▶ Text section
Drug traders rear head as movement restrictions ease | The Daily Star
12:00 AM, July 05, 2020 / LAST MODIFIED: 12:00 AM, July 05, 2020

Drug traders rear head as movement restrictions ease

The pandemic is leaving an adverse impact on almost every sector, but when it comes to drug smuggling, Covid-19 has just been a reason to come up with newer, more innovative ideas and techniques.

During the government-induced shutdown, top dealers have reserved narcotics at bordering districts after smuggling those from neighbouring countries Myanmar and India.

At the time, they tried to send small consignments to different districts from the border areas using emergency product carrying service.

Since the shutdown has been relaxed, the smugglers are becoming more and more active, according to law enforcers and sources among narcotics dealers.

In April, when the shutdown was in full force and movement was heavily restricted, only 81 cases were filed on narcotics charge and 88 people got arrested across the country, shows a database of the Department of Narcotics Control (DNC).

▶ What to produce
Answer these questions from the article on drug traders:
(a) From which two neighboring countries were narcotics smuggled into the bordering districts?
(b) According to whom are the smugglers becoming more active now that the shutdown has been relaxed?
(c) How many cases were filed on narcotics charge in April, and how many people were arrested?

▶ Dataset entries
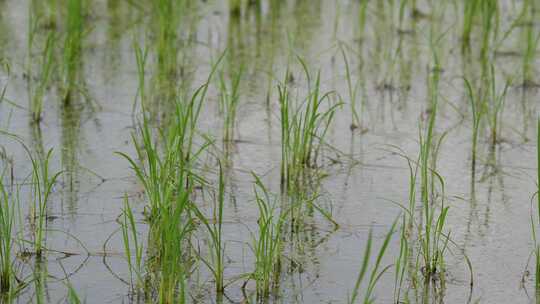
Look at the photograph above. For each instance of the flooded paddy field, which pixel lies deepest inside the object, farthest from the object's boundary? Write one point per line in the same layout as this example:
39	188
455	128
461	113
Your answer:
269	151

▶ Exercise answer
(a) Myanmar and India.
(b) Law enforcers and sources among narcotics dealers.
(c) 81 cases were filed, and 88 people were arrested.